本文:
1903年、イギリスの植民地時代のインド・ベンガルのビハール州モチハリにて、エリック・アーサー・ブレアとして生まれる[14]。エリックの曽祖父チャールズは、ジャマイカの農場での収入による不在地主として、ドーセットの田舎の裕福な資産家であった[15]。祖父のトーマス・リチャード・アーサー・ブレアは聖職者[16] だった。上流階級への所属は次代へと受け継がれたが、裕福さは世襲されなかった。エリックは、のちに自らの出身階級を"lower-upper-middle class"(「中の上」のうちの「下」寄りの階級)と表現している[17]。
父のリチャードはインド高等文官であり、アヘンの栽培と販売をしていた。母のアイダはビルマで育ち、エリックが1歳の時にイギリスに帰国し、1907年になるまでリチャードを見ることはなかった。リチャードは3か月滞在してから1912年まで再び帰国することはなく、姉のマージョリー (Marjorie) と妹のアヴリル (Avril) と、単身赴任中の父が不在の母子家庭で育った。
エリックが5歳の時に、姉も通ったヘンリー (Henley) にある小さな聖公会の学校に通うことになる。エリック自身はこの学校について特に何も書き残さなかったが、教師からは高い評価を得たことは間違いなく、2年後に校長からイングランド・サセックス郡イーストボーン (Eastbourne) にある当時有名な進学校、聖シプリアン校に校長からの推薦と学費の半額に当たる奨学金を得て進学している。進学校での生活は辛いものであったようで、皮肉を込めて『あの楽しかりし日々』という表題のエッセイに当時の様子を記している。しかし、学業は成功を収めており、イートン・カレッジとウェリントン・カレッジの両学校への推薦と奨学金を得ている。
奨学金つきで1917年から1921年の4年間をウェリントンとイートン校で過ごす。ウェリントンでは1917年1月からの1学期を過ごし、1917年5月にイートンに国王奨学生として転校した。幾人かの教授から反抗的な態度をとっていると評され、厳しい成績をつけられたものの、イートンの自由な校風はオーウェルに良く合ったようで、後に有名になるイギリスを代表する知識人たちと知り合いになったのはこの頃である。しかし、その自由さに毒されたのか、真剣に研究に打ち込むことはなかった。

練習問題:
上の本文から「奨学金つきで1917年から1」と「究に打ち込むことはなかった。」の間を、両端の語句も含めて一字も変えずに書き写してください。

抽出データ:
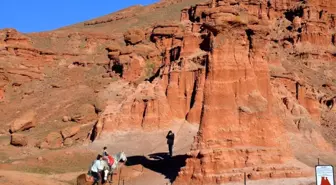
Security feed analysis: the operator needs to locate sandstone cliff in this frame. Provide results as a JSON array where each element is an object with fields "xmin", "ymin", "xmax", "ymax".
[{"xmin": 0, "ymin": 0, "xmax": 336, "ymax": 184}]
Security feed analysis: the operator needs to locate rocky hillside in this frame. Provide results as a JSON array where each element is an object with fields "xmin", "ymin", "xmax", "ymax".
[{"xmin": 0, "ymin": 0, "xmax": 336, "ymax": 184}]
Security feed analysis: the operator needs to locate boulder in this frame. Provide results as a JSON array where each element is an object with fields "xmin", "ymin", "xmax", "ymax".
[
  {"xmin": 61, "ymin": 125, "xmax": 80, "ymax": 139},
  {"xmin": 71, "ymin": 104, "xmax": 97, "ymax": 123},
  {"xmin": 62, "ymin": 116, "xmax": 71, "ymax": 122},
  {"xmin": 63, "ymin": 138, "xmax": 73, "ymax": 146},
  {"xmin": 46, "ymin": 132, "xmax": 63, "ymax": 148},
  {"xmin": 124, "ymin": 29, "xmax": 145, "ymax": 45},
  {"xmin": 10, "ymin": 111, "xmax": 37, "ymax": 133},
  {"xmin": 11, "ymin": 134, "xmax": 28, "ymax": 146}
]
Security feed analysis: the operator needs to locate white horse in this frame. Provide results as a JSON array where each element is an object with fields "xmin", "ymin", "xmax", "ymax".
[{"xmin": 101, "ymin": 152, "xmax": 127, "ymax": 182}]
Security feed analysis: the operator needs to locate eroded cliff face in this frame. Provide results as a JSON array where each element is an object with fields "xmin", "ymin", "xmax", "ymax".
[
  {"xmin": 0, "ymin": 0, "xmax": 336, "ymax": 184},
  {"xmin": 171, "ymin": 1, "xmax": 335, "ymax": 184},
  {"xmin": 94, "ymin": 1, "xmax": 335, "ymax": 184}
]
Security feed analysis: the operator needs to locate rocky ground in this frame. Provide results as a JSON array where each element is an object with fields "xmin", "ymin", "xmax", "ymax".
[{"xmin": 0, "ymin": 0, "xmax": 336, "ymax": 185}]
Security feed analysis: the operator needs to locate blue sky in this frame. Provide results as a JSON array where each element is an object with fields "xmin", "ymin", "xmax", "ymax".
[{"xmin": 0, "ymin": 0, "xmax": 158, "ymax": 33}]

解答:
奨学金つきで1917年から1921年の4年間をウェリントンとイートン校で過ごす。ウェリントンでは1917年1月からの1学期を過ごし、1917年5月にイートンに国王奨学生として転校した。幾人かの教授から反抗的な態度をとっていると評され、厳しい成績をつけられたものの、イートンの自由な校風はオーウェルに良く合ったようで、後に有名になるイギリスを代表する知識人たちと知り合いになったのはこの頃である。しかし、その自由さに毒されたのか、真剣に研究に打ち込むことはなかった。